Study text START

Sadly, we appear to be on this path.

Thursday, November 1, 2012

Attacks on public education are working...where is the NDP?

The news this week that BC parents are increasingly turning to private schools was not surprising. For two decades, teachers and trustees have been raising the alarm over the impact of funding cuts to our public schools. Parents notice too, and if they can afford it, they go elsewhere.

One of the biggest differences in private and public schools is class size. Whereas most private schools have classes in the 10 - 15 range for primary and the 15-20 range for secondary, BC public schools now have no class size limits whatsoever above grade 3 and class sizes are often 20 - 24 in primary and 28 - 30 and even larger in secondary. This week a group of students put a video online lamenting their class of 50 and how the only way to reach their teacher was via Facebook (http://youtu.be/k0JBv9n5Wyc). It is one of the single biggest differentiating factors between the two systems, and almost always a selling point for private schools.

Study text END
Entries provided START

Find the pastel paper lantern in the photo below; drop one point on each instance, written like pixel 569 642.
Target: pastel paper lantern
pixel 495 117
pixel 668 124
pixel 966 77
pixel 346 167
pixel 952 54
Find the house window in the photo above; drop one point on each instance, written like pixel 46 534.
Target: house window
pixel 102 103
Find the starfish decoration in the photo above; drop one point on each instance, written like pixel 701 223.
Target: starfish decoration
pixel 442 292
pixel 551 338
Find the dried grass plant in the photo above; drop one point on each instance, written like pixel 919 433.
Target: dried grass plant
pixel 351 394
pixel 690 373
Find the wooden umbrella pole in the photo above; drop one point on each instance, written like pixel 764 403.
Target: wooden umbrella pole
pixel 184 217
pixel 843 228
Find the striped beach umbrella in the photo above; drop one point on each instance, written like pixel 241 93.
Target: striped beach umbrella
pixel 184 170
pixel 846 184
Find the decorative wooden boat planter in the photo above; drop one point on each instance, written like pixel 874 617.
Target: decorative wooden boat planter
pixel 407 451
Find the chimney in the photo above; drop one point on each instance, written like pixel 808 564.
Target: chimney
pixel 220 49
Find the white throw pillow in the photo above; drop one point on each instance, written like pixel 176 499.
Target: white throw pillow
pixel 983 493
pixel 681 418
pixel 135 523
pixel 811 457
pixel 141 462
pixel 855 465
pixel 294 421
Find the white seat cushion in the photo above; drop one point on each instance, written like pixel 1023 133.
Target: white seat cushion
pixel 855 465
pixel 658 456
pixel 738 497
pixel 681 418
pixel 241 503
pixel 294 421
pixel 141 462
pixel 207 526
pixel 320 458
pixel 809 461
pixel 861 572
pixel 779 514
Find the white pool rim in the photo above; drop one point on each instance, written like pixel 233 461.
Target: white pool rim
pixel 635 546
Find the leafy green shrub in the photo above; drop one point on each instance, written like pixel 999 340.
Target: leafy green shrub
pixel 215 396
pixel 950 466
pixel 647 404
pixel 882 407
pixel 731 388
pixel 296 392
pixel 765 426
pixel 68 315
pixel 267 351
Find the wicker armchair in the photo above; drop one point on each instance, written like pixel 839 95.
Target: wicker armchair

Entries provided END

Please answer these questions using the post on BC public education above.
1. What date appears on the post?
2. For how long have teachers and trustees been raising the alarm over funding cuts?
3. What class-size range do most private schools have for primary grades?

1. Thursday, November 1, 2012
2. Two decades
3. 10 to 15